GIVEN INSTRUCTION:
Extract all lines from the data below that contain the string "every". Treat uppercase and lowercase letters as different when matching.
┌─ INFORMATION PROVIDED
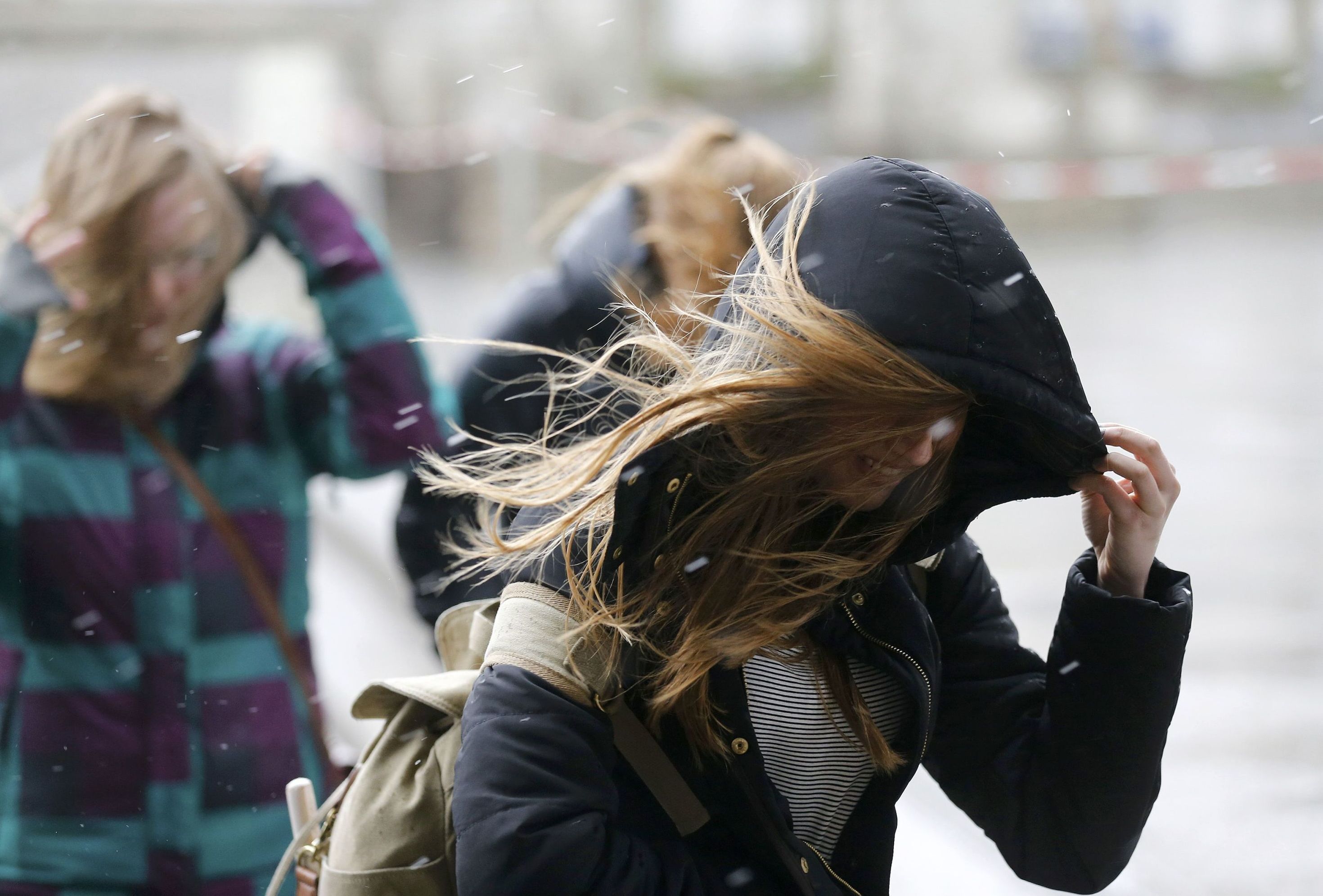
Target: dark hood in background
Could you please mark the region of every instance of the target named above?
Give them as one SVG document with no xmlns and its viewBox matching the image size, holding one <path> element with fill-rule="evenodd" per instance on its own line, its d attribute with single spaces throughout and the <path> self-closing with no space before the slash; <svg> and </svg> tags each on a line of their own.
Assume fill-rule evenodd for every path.
<svg viewBox="0 0 1323 896">
<path fill-rule="evenodd" d="M 1106 453 L 1052 303 L 978 193 L 912 161 L 861 159 L 816 181 L 798 259 L 815 295 L 976 400 L 950 498 L 897 561 L 934 553 L 996 504 L 1069 494 Z"/>
</svg>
└─
WRITTEN RESPONSE:
Could you please mark the region of every instance of the target named above?
Assume fill-rule evenodd for every path.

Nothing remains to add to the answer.